Embodiments have been described herein with the aid of functional building blocks illustrating the implementation of specified functions and relationships thereof. The boundaries of these functional building blocks have been arbitrarily defined herein for the convenience of the description. Alternate boundaries can be defined as long as the specified functions and relationships (or equivalents thereof) are appropriately performed. Also, alternative embodiments can perform functional blocks, steps, operations, methods, etc. using orderings different than those described herein.

References herein to “one embodiment,” “an embodiment,” “an example embodiment,” or similar phrases indicate that the embodiment described can include a particular feature, structure, or characteristic, but every embodiment can not necessarily include the particular feature, structure, or characteristic. Moreover, such phrases are not necessarily referring to the same embodiment. Further, when a particular feature, structure, or characteristic is described in connection with an embodiment, it would be within the knowledge of persons skilled in the relevant art(s) to incorporate such feature, structure, or characteristic into other embodiments whether or not explicitly mentioned or described herein. Additionally, some embodiments can be described using the expression “coupled” and “connected” along with their derivatives. These terms are not necessarily intended as synonyms for each other. For example, some embodiments can be described using the terms “connected” and/or “coupled” to indicate that two or more elements are in direct physical or electrical contact with each other. The term “coupled,” however, can also mean that two or more elements are not in direct contact with each other but yet still co-operate or interact with each other.

* _Entries provided_:
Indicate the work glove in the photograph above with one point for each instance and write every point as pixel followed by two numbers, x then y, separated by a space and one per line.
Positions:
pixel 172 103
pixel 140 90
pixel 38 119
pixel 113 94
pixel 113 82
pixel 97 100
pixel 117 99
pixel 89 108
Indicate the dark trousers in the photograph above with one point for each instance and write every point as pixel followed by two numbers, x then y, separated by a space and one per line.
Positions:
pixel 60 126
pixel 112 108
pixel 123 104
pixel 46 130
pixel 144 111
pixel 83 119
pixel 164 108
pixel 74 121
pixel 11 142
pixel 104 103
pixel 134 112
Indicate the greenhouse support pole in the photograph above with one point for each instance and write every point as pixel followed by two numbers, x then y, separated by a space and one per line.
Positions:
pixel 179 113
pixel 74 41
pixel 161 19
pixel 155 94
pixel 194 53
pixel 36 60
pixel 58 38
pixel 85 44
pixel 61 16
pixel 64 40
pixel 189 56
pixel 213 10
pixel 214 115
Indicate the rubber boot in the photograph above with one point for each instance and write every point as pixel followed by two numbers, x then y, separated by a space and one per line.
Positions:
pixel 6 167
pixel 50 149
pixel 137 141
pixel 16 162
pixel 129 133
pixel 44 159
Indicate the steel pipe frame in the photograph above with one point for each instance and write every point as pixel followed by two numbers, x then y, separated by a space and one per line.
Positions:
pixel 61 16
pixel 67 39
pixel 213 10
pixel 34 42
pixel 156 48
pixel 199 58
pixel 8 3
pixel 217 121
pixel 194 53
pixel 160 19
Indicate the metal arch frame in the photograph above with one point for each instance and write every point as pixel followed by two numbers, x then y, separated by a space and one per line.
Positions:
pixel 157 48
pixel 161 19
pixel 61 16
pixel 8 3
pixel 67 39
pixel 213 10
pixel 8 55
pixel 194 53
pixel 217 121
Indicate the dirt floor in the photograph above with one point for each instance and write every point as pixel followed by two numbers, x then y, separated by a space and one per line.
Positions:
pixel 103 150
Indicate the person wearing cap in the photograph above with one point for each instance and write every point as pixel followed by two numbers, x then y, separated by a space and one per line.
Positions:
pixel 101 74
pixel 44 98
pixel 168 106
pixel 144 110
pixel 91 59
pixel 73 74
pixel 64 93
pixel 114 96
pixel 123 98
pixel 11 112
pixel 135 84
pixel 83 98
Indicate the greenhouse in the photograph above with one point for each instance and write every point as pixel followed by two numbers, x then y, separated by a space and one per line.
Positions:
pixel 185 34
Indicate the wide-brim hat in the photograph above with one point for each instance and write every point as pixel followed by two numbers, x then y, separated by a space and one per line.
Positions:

* _Challenges_:
(1) Translate this sentence from the passage on embodiments into Spanish: "Moreover, such phrases are not necessarily referring to the same embodiment."
(2) Resume the passage on embodiments, picking up right after its final sentence.

* _Answers for the exercise_:
(1) Además, tales frases no se refieren necesariamente a la misma realización.

(2)
The breadth and scope of this disclosure should not be limited by any of the above-described exemplary embodiments, but should be defined only in accordance with the following claims and their equivalents.

Claims

1. A method for identifying deployed software packages, the method comprising:

receiving, by a processor, a request to identify a variance between a current list of deployed software packages stored in a database and a plurality of software packages associated with a docker image, wherein the current list of deployed software packages indicates a respective layer of a plurality of layers and a respective docker image of a plurality of docker images of each software package in the list;

identifying, by the processor, one or more layers of the docker image based on metadata of the docker image;

identifying, by the processor, a first layer of the one or more layers that is absent from the database;

downloading, by the processor, the first layer;

unpacking, by the processor, the first layer to identify a first set of software packages from the plurality of software packages corresponding to the first layer; and

updating, by the processor, the current list of deployed software packages in the database to include the first set of software packages.

2. The method of claim 1, wherein the identifying of the first layer of the one or more layers that is absent from the database comprises comparing, by the processor, an identifier of each layer of the one or more layers with the plurality of layers in the current list of deployed software packages.

3. The method of claim 1, wherein the identifier of each layer is an output of a hash function.

4. The method of claim 1, further comprising:

receiving, by the processor, an alert that the plurality of software packages corresponding to the docker image have been deployed; and

determining, by the processor, that the plurality of software packages are absent in the database.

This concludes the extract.